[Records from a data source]

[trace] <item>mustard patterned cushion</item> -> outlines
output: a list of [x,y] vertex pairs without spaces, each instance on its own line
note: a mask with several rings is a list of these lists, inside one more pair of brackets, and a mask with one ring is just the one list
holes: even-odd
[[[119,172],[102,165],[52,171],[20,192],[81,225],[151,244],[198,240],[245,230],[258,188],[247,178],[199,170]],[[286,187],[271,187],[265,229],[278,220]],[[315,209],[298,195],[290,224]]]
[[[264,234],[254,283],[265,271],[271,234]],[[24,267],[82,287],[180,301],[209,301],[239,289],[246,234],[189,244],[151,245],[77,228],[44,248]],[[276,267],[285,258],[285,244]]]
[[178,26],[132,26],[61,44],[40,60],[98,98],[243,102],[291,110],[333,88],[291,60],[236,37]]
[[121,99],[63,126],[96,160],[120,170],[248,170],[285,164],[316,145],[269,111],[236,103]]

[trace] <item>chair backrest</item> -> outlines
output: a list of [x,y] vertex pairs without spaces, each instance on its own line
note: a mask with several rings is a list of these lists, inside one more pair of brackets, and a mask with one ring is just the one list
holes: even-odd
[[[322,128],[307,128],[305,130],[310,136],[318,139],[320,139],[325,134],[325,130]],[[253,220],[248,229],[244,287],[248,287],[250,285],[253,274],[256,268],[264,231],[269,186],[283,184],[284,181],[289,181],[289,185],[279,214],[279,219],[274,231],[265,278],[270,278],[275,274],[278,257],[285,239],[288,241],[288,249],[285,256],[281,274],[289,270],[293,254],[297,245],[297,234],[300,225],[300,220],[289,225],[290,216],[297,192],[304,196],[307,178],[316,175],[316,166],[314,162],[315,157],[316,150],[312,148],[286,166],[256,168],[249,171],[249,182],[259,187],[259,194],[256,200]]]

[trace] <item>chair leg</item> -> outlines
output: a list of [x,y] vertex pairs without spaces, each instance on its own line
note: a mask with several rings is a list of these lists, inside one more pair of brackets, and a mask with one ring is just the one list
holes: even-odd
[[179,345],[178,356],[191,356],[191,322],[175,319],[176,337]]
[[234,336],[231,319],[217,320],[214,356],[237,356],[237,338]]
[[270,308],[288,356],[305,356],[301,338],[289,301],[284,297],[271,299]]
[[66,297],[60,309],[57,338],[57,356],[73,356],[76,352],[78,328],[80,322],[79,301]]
---
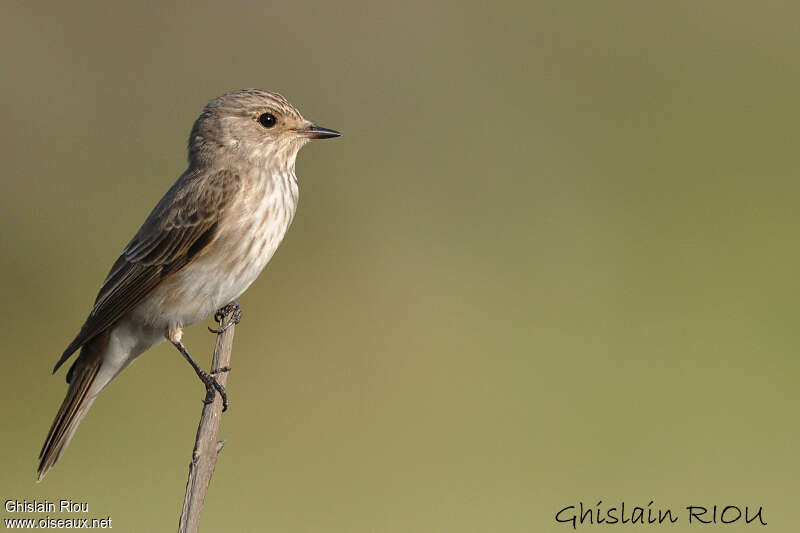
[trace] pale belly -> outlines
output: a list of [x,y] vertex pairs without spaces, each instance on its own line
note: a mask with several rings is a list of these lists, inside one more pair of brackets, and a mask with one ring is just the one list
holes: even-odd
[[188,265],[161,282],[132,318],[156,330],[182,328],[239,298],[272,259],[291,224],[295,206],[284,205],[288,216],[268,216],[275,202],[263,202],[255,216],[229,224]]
==
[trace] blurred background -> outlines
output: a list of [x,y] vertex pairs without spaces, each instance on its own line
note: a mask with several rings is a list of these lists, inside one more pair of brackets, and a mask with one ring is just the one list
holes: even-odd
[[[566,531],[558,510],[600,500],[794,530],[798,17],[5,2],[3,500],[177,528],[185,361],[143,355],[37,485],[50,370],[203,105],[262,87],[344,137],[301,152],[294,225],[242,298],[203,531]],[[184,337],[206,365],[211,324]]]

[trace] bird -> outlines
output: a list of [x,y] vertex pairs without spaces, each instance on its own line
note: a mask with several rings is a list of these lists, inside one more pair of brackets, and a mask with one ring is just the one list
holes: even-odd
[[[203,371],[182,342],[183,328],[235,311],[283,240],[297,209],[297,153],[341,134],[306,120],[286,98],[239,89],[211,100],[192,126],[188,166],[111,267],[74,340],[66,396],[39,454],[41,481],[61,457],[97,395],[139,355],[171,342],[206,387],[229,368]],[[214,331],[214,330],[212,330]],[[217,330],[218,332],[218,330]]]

What needs to be done
Locate and copy every line in the items that contains the string "outlines".

Finished task
[trace] <item>mustard patterned cushion</item> -> outlines
[trace] <item>chair backrest</item> -> outlines
[trace] <item>chair leg</item> -> outlines
[trace] pale belly -> outlines
[trace] blurred background -> outlines
[trace] bird -> outlines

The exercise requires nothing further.